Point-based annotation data
* * * * * * * * *

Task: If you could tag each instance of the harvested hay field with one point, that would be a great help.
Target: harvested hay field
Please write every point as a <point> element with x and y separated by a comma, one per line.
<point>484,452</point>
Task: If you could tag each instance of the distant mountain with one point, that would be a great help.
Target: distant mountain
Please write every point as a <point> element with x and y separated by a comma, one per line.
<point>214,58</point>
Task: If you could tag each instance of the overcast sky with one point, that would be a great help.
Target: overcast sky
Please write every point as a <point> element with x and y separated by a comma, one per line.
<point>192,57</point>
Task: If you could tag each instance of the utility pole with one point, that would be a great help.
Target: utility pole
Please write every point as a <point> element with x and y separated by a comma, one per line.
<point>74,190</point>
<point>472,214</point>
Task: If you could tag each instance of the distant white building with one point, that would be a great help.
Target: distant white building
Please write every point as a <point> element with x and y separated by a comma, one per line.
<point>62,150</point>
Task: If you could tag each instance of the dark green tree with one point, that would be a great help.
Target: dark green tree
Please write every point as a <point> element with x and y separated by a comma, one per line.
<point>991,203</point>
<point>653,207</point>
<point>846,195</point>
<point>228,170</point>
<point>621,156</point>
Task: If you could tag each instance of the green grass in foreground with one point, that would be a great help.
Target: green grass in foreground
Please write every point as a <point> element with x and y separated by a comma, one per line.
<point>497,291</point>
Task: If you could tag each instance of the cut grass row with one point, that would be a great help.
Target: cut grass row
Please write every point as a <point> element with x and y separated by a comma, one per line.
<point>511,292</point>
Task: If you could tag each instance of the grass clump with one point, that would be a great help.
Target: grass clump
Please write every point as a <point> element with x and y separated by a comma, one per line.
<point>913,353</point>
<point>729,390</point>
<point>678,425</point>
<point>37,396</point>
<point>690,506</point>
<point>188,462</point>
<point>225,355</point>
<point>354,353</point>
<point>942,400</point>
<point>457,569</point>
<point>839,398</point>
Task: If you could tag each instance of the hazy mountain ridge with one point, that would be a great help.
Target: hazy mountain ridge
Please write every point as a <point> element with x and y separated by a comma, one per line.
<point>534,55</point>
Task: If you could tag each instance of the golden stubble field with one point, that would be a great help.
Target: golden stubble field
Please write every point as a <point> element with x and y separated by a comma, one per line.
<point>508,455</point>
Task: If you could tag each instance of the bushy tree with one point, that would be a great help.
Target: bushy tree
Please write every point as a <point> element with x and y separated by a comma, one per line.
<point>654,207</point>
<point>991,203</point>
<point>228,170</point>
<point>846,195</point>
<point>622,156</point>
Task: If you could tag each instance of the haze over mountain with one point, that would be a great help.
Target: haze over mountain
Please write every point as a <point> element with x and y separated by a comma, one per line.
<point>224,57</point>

* * * * * * * * *

▶ **STATED PROBLEM**
Lay out everything from the start of the records down to the line containing "<point>214,58</point>" as a two-column CSV with the columns instruction and points. Give one row per answer, with the text leading up to the answer and the answer itself each in a single quoted field and line breaks replaced by spaces.

▶ **SOLVED EXERCISE**
instruction,points
"Task: If you could tag each instance of the harvested hay field with one point, that would be a great help. Target: harvested hay field Please write every point as a <point> element with x and y separated by a comma, one per line.","<point>484,452</point>"
"Task: If you could tag each instance of the distant mountain with one point, that would be a great help. Target: distant mountain Please write every point as a <point> element with x and y separated by a comma, one per line.","<point>214,58</point>"